### Exercise details
Check each line of the listing, and copy it if it contains the word "life".
※
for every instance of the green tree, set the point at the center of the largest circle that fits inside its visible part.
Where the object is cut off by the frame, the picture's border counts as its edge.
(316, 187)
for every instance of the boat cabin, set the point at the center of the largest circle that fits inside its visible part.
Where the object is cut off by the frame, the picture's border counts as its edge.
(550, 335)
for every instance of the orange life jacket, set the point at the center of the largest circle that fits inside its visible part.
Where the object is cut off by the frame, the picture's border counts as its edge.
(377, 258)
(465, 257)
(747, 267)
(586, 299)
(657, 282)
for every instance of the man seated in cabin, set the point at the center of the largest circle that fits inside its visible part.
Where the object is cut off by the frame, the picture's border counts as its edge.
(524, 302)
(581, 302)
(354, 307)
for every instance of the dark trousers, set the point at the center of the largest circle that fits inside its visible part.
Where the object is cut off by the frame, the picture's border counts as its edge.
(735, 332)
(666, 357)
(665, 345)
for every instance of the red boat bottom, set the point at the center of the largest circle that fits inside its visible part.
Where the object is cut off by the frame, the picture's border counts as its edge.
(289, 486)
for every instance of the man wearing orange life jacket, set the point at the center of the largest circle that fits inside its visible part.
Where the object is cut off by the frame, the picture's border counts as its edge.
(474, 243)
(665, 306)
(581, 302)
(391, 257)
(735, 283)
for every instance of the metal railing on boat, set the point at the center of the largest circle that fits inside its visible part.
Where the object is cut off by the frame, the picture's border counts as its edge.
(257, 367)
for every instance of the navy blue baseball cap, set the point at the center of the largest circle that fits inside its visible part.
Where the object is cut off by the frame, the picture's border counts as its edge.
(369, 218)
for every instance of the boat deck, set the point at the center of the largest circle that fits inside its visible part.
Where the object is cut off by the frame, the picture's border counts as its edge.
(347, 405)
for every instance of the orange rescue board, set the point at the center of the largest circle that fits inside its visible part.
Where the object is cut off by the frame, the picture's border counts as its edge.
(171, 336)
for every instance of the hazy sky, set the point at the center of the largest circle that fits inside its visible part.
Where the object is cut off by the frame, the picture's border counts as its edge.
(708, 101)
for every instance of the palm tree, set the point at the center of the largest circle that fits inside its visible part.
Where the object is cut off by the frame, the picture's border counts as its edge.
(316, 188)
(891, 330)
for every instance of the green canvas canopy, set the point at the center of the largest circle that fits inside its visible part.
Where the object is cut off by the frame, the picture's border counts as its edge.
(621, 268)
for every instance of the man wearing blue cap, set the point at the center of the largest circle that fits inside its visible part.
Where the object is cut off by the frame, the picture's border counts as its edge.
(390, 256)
※
### Answer
for every instance of the orange life jacket, set the point at the center of the largest circle that fits inside its visible part.
for every instance of the man wearing orange life jacket, set the point at the center of the largest circle that fits inside its visible part.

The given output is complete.